### QUÉ HACER
1 - Según el fragmento, ¿en qué mes y año fue extraditado Mancuso?
2 - En los registros, copia el tramo que empieza con la línea que contiene "Per instance of the dog's head, set" y llega hasta el final de los registros, ambos extremos incluidos, y cambia "bicycle" por "bike" sin tocar nada más. Entrega solo esas líneas.
:: FRAGMENTO ::
El jefe paramilitar aseguró que planearon la toma con muchos meses de antelación en reuniones personales que sostuvo con el general del Ejército y entonces comandante de la IV Brigada, Alfonso Manosalva Flórez; y Pedro Juan Moreno, secretario de gobierno de la Gobernación de Antioquia. Mancuso dijo que fue a la IV Brigada entre 10 y 15 veces, y que allí Manosalva y Moreno le dieron instrucciones, coordenadas, mapas de la región y una amplia lista con nombres de supuestos guerrilleros integrantes del bloque José María Córdova de las Farc, que lideraba Iván Márquez. Este era el blanco clave, y el jefe paramilitar cree que en aquella oportunidad Márquez se salvó porque huyó también en un helicóptero.
Seis meses después, en mayo de 2008, Mancuso, junto con otros jefes paramilitares, fue extraditado por orden del entonces presidente Álvaro Uribe. Este llegó a la conclusión de que los paras estaban burlándose del proceso de paz, pues seguían delinquiendo en secreto, y decidió ponerle punto final a eso. Como el acuerdo con Washington incluía que la justicia colombiana tendría acceso a ellos en las prisiones de Estados Unidos, cualquier autoridad colombiana podría hacerlo cuando lo considerara pertinente. En otra diligencia una magistrada de Justicia y Paz le preguntó a Mancuso si le informaron al gobernador Álvaro Uribe Vélez de la operación de El Aro en 1997. Respondió: “Su señoría, si estábamos nosotros hablando con su secretario de gobierno (Pedro Juan Moreno), era imposible que su jefe no lo sepa”.
Sobre las advertencias de la masacre hay también un capítulo que gira en torno al nombre de Jesús María Valle. Este líder defensor de derechos humanos y abogado de la Universidad de Antioquia era oriundo de la zona de Ituango, y por tanto conocía y mantenía estrecha relación con las comunidades vecinas de La Granja, San Roque y El Aro. Valle vivía en Medellín y desde allí venía denunciando el surgimiento de ejércitos privados y cooperativas de seguridad que avanzaban, a punta de terror, hacia el nudo de Paramillo.
:::
:: MUESTRA DE DATOS ::
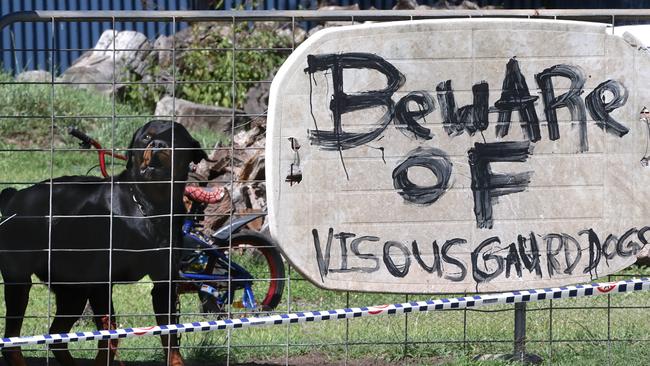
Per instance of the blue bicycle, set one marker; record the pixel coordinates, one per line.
(233, 268)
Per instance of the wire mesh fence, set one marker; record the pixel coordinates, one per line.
(224, 59)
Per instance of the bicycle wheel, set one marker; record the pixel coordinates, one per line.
(258, 255)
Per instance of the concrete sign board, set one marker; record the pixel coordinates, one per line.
(460, 155)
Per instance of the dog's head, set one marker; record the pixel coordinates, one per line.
(150, 151)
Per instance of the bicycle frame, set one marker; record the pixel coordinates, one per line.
(238, 276)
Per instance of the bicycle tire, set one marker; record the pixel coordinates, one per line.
(259, 255)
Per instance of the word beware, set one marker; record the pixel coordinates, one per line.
(515, 97)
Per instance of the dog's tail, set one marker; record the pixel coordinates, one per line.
(5, 197)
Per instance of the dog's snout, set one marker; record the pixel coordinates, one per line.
(158, 144)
:::
### RESPUESTAS
1 - En mayo de 2008.

2 -
Per instance of the dog's head, set one marker; record the pixel coordinates, one per line.
(150, 151)
Per instance of the bike frame, set one marker; record the pixel coordinates, one per line.
(238, 276)
Per instance of the bike tire, set one marker; record the pixel coordinates, one per line.
(259, 255)
Per instance of the word beware, set one marker; record the pixel coordinates, one per line.
(515, 97)
Per instance of the dog's tail, set one marker; record the pixel coordinates, one per line.
(5, 197)
Per instance of the dog's snout, set one marker; record the pixel coordinates, one per line.
(158, 144)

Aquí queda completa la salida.